-- start of TEXT BLOCK --

By Debra Sweet
There were more of us than last year, in 2009, when people widely believed the election of Barack Obama was going to end these wars. It’s important we’re out there to go against the tide.
Sunday, Obama went to Afghanistan, on dark-of-night unannounced trip to twist the arms of Hamid Karzai, the president who didn’t win the recent election, but nevertheless is the US’ best hope to secure Afghanistan firmly under the domination of the U.S. empire.
Even Fox News notes today that “Both of Karzai’s vice presidents are former warlords whose forces allegedly killed thousands of people in the civil war of the 1990s that paved the way for the rise of the Taliban.”
Few people, including those against the wars, are paying attention to the US offensive in Marja, Afghanistan, which is now being spread north to Kandahar. The U.S. is already warning people there to leave, or else they will be considered Taliban sympathizers…in the second largest city in the country! Where should people go? It’s impossible not to kill civilians in an occupation, as reported Friday in Tighter Rules Fail to Stem Deaths of Innocent Afghans at Checkpoints.
“The people are tired of all these cruel actions by the foreigners, and we can’t suffer it anymore,” said Naqibullah Samim, a village elder from Hodkail, where Mr. Yonus lived. “The people do not have any other choice, they will rise against the government and fight them and the foreigners. There are a lot of cases of killing of innocent people.”

-- end of TEXT BLOCK --

STATED GOAL 1
Select every line of the rows below that contains the word "wooden", matching case exactly.

-- start of SUPPLIED RECORDS --

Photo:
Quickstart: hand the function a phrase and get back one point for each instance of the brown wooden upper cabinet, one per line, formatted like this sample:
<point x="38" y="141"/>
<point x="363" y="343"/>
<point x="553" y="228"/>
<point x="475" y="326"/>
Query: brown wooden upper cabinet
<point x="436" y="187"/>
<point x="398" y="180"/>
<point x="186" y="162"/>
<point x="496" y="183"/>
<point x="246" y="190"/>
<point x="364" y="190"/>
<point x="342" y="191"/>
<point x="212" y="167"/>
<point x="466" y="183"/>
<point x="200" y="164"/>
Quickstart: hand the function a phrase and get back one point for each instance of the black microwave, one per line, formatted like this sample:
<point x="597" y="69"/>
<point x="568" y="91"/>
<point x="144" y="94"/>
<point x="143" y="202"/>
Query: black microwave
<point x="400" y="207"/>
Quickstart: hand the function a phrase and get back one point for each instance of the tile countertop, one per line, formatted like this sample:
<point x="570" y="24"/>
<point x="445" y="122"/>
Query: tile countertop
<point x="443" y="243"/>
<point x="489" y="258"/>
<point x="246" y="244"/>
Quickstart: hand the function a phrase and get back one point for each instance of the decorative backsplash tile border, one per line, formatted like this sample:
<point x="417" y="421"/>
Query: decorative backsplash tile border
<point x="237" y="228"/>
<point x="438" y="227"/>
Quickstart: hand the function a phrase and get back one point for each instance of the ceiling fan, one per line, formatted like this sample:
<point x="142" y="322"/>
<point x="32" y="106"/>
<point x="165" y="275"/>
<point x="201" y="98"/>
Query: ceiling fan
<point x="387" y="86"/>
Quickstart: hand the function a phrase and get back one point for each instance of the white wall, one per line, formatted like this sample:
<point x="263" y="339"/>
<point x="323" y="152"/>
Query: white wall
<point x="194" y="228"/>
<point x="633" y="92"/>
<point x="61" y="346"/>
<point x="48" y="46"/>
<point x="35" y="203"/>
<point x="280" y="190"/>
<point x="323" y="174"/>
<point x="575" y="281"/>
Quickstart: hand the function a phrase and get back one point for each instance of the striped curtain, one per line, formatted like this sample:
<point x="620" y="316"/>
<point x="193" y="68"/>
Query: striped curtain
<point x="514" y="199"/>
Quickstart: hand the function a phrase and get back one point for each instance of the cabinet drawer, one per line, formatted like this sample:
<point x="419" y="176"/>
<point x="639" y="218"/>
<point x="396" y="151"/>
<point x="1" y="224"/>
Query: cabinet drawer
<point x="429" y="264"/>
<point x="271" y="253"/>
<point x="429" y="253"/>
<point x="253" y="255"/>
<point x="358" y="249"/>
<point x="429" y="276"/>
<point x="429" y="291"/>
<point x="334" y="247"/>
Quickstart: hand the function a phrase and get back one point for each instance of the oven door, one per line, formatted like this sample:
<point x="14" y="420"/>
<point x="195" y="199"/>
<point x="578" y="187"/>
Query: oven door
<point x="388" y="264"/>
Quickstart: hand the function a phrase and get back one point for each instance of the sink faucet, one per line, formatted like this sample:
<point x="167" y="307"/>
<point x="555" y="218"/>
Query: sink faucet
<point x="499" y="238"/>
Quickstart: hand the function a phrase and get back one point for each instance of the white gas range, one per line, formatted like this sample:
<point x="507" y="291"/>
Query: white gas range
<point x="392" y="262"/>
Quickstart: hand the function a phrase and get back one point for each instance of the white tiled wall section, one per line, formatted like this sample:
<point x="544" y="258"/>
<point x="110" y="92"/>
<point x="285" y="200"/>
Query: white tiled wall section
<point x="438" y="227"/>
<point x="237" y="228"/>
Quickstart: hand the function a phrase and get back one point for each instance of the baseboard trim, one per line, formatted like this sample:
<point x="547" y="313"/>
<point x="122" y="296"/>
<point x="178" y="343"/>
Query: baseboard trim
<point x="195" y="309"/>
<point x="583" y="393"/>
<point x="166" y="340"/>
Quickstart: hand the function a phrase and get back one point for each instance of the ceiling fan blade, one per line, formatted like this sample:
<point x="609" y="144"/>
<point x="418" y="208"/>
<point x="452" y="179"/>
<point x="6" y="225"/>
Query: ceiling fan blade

-- end of SUPPLIED RECORDS --

STATED GOAL 2
In the piece on the Afghanistan war, where is the US offensive in Marja now being spread?

RIGHT ANSWER 1
Quickstart: hand the function a phrase and get back one point for each instance of the brown wooden upper cabinet, one per line, formatted like this sample:
Query: brown wooden upper cabinet

RIGHT ANSWER 2
North to Kandahar.